— START OF GIVEN RECORDS —
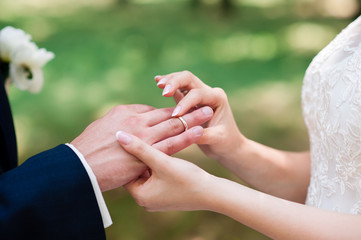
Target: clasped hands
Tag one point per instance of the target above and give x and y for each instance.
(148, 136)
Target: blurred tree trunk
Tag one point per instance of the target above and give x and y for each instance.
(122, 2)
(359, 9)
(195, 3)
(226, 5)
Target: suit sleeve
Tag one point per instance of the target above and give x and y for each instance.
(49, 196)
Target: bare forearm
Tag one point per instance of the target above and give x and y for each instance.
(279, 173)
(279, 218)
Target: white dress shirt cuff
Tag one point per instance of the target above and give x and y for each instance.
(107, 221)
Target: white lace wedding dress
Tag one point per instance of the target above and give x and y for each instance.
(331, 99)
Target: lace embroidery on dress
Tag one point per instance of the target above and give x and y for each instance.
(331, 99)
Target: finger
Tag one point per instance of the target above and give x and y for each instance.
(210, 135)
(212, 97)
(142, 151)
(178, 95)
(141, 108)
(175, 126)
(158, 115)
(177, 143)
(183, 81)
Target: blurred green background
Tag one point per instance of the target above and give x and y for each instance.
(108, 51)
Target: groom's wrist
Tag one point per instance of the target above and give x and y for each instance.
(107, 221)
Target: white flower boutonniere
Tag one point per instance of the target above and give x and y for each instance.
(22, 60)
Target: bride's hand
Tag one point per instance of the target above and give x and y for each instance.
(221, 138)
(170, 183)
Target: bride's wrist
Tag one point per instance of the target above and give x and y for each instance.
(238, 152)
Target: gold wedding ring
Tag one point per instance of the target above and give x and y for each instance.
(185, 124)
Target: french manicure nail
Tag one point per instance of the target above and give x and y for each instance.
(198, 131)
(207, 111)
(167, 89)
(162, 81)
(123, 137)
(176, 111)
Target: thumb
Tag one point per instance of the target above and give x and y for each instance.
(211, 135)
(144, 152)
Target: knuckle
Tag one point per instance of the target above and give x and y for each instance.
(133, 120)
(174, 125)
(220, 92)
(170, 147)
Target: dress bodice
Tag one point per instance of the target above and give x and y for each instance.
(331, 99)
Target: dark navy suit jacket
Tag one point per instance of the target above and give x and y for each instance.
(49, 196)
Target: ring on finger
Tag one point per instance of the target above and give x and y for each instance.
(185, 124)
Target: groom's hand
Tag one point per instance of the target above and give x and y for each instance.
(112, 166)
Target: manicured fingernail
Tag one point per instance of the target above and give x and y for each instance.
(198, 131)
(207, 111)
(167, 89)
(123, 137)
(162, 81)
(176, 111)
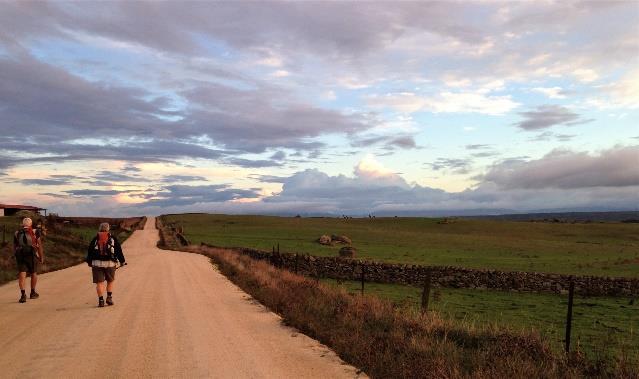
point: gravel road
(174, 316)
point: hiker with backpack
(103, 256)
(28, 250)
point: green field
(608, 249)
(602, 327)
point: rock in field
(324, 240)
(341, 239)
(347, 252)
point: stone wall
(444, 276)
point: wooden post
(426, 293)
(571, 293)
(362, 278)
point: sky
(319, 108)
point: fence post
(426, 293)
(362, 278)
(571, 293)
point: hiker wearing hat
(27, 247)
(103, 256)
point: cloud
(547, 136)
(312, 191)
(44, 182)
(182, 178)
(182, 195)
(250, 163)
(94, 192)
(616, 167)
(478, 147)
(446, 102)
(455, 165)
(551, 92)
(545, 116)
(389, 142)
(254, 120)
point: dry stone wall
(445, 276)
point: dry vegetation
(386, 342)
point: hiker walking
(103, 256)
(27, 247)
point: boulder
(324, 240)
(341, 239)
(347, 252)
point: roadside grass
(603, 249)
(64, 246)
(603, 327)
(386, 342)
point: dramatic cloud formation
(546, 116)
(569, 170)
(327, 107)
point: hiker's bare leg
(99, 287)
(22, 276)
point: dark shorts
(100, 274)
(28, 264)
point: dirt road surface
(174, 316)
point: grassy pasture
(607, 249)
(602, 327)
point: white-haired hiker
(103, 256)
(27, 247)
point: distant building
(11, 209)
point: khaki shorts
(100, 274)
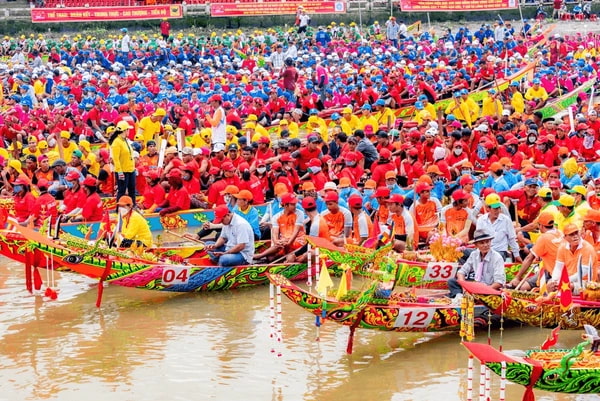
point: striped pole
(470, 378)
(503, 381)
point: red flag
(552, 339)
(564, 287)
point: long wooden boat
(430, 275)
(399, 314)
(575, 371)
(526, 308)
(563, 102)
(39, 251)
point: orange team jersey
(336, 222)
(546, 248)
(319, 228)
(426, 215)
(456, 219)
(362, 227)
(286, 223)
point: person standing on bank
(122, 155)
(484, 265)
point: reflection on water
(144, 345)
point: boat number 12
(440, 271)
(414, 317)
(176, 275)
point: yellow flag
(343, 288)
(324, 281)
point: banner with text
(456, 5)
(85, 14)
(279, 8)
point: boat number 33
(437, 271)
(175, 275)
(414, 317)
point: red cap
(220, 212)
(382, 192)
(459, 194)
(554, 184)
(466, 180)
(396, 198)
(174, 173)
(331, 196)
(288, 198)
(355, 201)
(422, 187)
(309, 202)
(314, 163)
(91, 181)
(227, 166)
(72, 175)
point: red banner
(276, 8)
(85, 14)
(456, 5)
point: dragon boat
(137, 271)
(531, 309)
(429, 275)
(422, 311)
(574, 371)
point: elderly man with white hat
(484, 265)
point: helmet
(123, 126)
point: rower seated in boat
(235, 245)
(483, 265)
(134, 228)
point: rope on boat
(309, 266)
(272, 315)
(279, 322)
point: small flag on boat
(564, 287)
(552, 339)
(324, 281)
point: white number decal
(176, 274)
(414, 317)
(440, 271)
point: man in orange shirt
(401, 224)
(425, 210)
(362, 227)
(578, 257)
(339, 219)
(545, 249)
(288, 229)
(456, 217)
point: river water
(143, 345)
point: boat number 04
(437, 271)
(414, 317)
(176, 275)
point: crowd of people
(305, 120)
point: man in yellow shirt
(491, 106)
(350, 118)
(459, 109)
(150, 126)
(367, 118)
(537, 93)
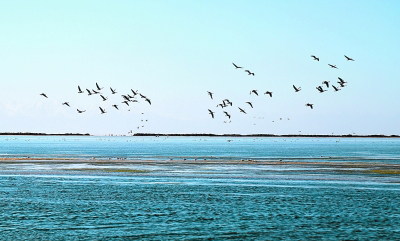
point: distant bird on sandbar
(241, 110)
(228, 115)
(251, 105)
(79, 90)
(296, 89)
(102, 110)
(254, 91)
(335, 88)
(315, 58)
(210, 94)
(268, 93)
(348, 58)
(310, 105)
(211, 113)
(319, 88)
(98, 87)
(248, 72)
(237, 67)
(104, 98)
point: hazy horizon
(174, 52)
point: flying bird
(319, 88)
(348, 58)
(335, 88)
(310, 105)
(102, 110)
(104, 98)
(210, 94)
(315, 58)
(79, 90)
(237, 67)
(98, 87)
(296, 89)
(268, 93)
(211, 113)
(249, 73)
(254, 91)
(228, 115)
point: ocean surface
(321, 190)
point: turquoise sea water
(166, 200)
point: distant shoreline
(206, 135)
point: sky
— END OF GIVEN RECORDS —
TASK TO COMPLETE: Print every entry exactly as written, without the pictures.

RESPONSE BELOW:
Target: clasped hands
Tag one point per instance of the target above and give x and y for each instance.
(148, 136)
Target: blurred tree trunk
Tag one point per instance of the target above and give x and y for each instance.
(122, 2)
(359, 9)
(195, 3)
(226, 5)
Target: suit sleeve
Tag one point per instance of the target above and give x and y for each instance.
(49, 196)
Target: bare forearm
Tag one point per instance of the target above and give x and y for each instance.
(279, 173)
(279, 218)
Target: white dress shirt cuff
Tag one point per instance of the target above and give x and y for each instance.
(107, 221)
Target: white lace wedding dress
Tag one point per instance of the target above and give x and y for each instance.
(331, 99)
Target: lace embroidery on dress
Tag one point per instance of the target above and give x and y for each instance.
(331, 99)
Target: finger
Tag one point per instance of the target above and give x and y for each instance.
(210, 135)
(212, 97)
(142, 151)
(178, 95)
(141, 108)
(175, 126)
(158, 115)
(177, 143)
(183, 81)
Target: blurred green background
Tag one point per instance of the target above and give x and y for each instance.
(108, 51)
Target: groom's wrist
Tag one point per instance of the target above and give x and y for each instance.
(107, 221)
Target: white flower boutonniere
Tag one point per instance of the target above and give x and y for each instance.
(22, 60)
Target: bride's hand
Tag one point per instance of the target above and give x and y for each instance.
(221, 138)
(170, 183)
Target: bride's wrist
Tag one point per instance of the target above and give x and y for each instance.
(238, 152)
Target: gold wedding ring
Tag one point per instance of the target above and give x and y for each instance.
(185, 124)
Target: french manicure nail
Tag one point per instance of the target above and give x and y for each instance.
(198, 131)
(207, 111)
(167, 89)
(162, 81)
(123, 137)
(176, 111)
Target: thumb
Tag one point per instance of the target above and give x and y for each instance.
(211, 135)
(144, 152)
Target: knuckle
Tag one point per instance of the target above and give x and y for each instance.
(133, 120)
(174, 125)
(220, 92)
(170, 147)
Target: dress bodice
Tag one point per instance of the target above and give x and y for each instance.
(331, 99)
Target: dark navy suit jacket
Tag one point per instance of the target above and give x and y for each instance.
(49, 196)
Target: ring on finger
Tag one point per instance of the target above and give x and y for each instance.
(185, 124)
Target: groom's hand
Tag one point per instance of the target above and give x and y for each instance.
(112, 166)
Target: manicured fingernail
Tag one point per instance of the target above and give x and y for each instance.
(198, 131)
(207, 111)
(167, 89)
(123, 137)
(162, 81)
(176, 111)
point: gravel road
(174, 316)
point: hiker with backpack
(103, 256)
(28, 250)
point: green field
(608, 249)
(602, 327)
point: rock in field
(324, 240)
(341, 239)
(347, 252)
point: stone wall
(444, 276)
point: wooden post
(426, 293)
(571, 293)
(362, 278)
point: sky
(319, 108)
point: fence post
(426, 293)
(362, 278)
(571, 293)
point: hiker wearing hat
(27, 247)
(103, 256)
point: cloud
(547, 136)
(312, 191)
(44, 182)
(182, 178)
(182, 195)
(250, 163)
(94, 192)
(616, 167)
(478, 147)
(446, 102)
(455, 165)
(551, 92)
(545, 116)
(389, 142)
(254, 120)
point: dry stone wall
(445, 276)
point: dry vegetation
(386, 342)
point: hiker walking
(103, 256)
(27, 247)
point: boulder
(324, 240)
(341, 239)
(347, 252)
point: roadside grass
(603, 249)
(64, 246)
(603, 327)
(386, 342)
point: dramatic cloud formation
(546, 116)
(569, 170)
(327, 107)
point: hiker's bare leg
(99, 287)
(22, 276)
point: dark shorts
(100, 274)
(28, 264)
point: dirt road surface
(174, 316)
point: grassy pasture
(607, 249)
(602, 327)
point: white-haired hiker
(103, 256)
(27, 247)
point: distant building
(11, 209)
point: khaki shorts
(100, 274)
point: striped pole
(470, 378)
(503, 381)
point: red flag
(552, 339)
(564, 287)
point: long wooden boat
(430, 275)
(399, 314)
(575, 371)
(526, 308)
(563, 102)
(39, 251)
point: orange team jersey
(336, 222)
(546, 248)
(319, 228)
(426, 215)
(456, 219)
(362, 227)
(286, 223)
point: person standing on bank
(122, 155)
(484, 265)
point: reflection on water
(144, 345)
point: boat number 12
(440, 271)
(414, 317)
(176, 275)
point: yellow flag
(343, 288)
(324, 281)
point: banner with text
(456, 5)
(85, 14)
(279, 8)
point: boat number 33
(437, 271)
(175, 275)
(414, 317)
point: red cap
(220, 212)
(382, 192)
(459, 194)
(554, 184)
(466, 180)
(396, 198)
(174, 173)
(331, 196)
(288, 198)
(355, 201)
(422, 187)
(309, 202)
(314, 163)
(91, 181)
(227, 166)
(72, 175)
point: red banner
(276, 8)
(85, 14)
(456, 5)
point: dragon boat
(137, 271)
(531, 309)
(429, 275)
(422, 311)
(574, 371)
point: elderly man with white hat
(484, 265)
point: helmet
(123, 126)
point: rower seated in boat
(235, 245)
(483, 265)
(134, 228)
point: rope on boat
(309, 266)
(272, 315)
(279, 322)
point: small flag on boat
(564, 287)
(552, 339)
(324, 281)
point: white number decal
(176, 274)
(414, 317)
(440, 271)
point: man in orange shirt
(401, 224)
(425, 210)
(362, 227)
(578, 257)
(339, 219)
(545, 249)
(288, 229)
(456, 217)
point: river water
(143, 345)
point: boat number 04
(437, 271)
(414, 317)
(176, 275)
point: crowd of people
(305, 120)
point: man in yellow shirt
(491, 106)
(350, 118)
(459, 109)
(150, 126)
(367, 118)
(537, 93)
point: distant bird on sandbar
(241, 110)
(228, 115)
(251, 105)
(79, 90)
(296, 89)
(102, 110)
(254, 91)
(335, 88)
(315, 58)
(210, 94)
(268, 93)
(348, 58)
(310, 105)
(211, 113)
(319, 88)
(98, 87)
(248, 72)
(237, 67)
(104, 98)
point: hazy horizon
(174, 52)
point: flying bird
(319, 88)
(348, 58)
(335, 88)
(310, 105)
(102, 110)
(104, 98)
(210, 94)
(315, 58)
(79, 90)
(237, 67)
(98, 87)
(296, 89)
(268, 93)
(211, 113)
(249, 73)
(254, 91)
(228, 115)
point: ocean surface
(321, 190)
point: turquoise sea water
(166, 200)
point: distant shoreline
(206, 135)
point: sky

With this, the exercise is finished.